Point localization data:
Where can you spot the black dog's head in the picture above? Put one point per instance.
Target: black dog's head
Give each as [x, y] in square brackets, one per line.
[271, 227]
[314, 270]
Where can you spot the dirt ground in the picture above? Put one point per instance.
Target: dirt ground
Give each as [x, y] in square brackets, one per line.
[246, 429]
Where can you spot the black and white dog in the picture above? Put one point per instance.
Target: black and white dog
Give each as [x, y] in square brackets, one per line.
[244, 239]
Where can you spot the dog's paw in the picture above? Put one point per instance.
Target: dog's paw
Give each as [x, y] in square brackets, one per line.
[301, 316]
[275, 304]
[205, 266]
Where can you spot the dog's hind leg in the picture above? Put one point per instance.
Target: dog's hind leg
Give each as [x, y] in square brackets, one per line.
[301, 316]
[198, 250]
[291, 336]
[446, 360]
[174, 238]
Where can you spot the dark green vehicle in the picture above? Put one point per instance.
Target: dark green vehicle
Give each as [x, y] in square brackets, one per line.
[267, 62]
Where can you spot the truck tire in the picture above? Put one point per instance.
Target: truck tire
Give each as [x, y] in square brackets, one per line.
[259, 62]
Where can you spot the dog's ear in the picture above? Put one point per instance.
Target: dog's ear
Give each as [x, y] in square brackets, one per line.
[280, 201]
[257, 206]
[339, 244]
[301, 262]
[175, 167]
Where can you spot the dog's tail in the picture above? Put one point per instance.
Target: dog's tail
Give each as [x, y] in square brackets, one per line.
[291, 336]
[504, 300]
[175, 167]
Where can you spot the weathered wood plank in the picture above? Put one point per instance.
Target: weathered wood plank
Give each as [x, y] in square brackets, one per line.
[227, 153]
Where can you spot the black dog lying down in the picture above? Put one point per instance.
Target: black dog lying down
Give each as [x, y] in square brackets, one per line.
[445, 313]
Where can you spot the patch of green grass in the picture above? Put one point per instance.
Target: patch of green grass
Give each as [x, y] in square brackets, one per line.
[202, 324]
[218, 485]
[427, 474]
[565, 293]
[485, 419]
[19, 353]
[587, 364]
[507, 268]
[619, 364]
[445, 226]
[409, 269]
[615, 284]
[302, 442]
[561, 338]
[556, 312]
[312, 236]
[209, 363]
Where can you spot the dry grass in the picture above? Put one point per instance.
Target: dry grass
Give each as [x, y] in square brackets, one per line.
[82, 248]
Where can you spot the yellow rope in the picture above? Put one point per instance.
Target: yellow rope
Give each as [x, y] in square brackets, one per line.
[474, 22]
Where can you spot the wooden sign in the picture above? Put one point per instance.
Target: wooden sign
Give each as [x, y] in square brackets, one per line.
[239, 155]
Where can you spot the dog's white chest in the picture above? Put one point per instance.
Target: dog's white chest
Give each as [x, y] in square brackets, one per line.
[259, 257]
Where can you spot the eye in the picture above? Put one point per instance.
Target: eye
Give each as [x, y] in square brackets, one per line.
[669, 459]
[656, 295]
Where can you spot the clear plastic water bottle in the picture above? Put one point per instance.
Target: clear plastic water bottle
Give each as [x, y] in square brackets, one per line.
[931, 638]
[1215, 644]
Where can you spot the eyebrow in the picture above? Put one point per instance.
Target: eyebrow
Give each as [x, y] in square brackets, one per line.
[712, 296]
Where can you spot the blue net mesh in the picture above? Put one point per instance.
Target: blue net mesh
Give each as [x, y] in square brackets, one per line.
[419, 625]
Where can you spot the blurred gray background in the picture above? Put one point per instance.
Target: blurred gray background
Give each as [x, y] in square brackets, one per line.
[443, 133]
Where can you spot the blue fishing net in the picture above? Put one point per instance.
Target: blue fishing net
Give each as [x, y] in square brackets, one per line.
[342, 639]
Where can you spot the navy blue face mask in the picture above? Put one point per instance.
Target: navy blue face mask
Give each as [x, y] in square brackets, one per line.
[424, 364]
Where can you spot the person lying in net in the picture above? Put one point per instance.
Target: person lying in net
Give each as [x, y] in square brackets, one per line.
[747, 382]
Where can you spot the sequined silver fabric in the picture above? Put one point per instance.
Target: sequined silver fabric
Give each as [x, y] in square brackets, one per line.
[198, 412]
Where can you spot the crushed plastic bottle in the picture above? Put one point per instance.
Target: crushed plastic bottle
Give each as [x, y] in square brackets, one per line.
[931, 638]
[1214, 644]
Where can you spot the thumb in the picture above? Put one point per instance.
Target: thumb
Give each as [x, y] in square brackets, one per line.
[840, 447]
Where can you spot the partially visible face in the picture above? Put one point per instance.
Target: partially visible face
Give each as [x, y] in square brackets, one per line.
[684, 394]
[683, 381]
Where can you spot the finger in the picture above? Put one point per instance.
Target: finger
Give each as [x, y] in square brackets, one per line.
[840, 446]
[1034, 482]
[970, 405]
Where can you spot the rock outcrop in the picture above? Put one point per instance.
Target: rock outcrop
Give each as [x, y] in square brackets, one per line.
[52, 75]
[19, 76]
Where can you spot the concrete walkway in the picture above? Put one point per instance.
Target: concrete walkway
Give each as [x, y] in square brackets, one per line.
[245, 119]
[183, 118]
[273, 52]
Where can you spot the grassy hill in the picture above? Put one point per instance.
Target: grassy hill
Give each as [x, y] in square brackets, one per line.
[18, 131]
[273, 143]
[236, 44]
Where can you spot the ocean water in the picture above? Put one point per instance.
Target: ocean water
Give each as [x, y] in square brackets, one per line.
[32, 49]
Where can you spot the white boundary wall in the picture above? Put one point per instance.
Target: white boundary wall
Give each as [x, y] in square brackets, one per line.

### About this exercise
Reproduce each line of the entries in which the word "thumb" is found.

### Your solution
Where can you spot the thumb in the picture above? Put one point per instance.
Target: thumb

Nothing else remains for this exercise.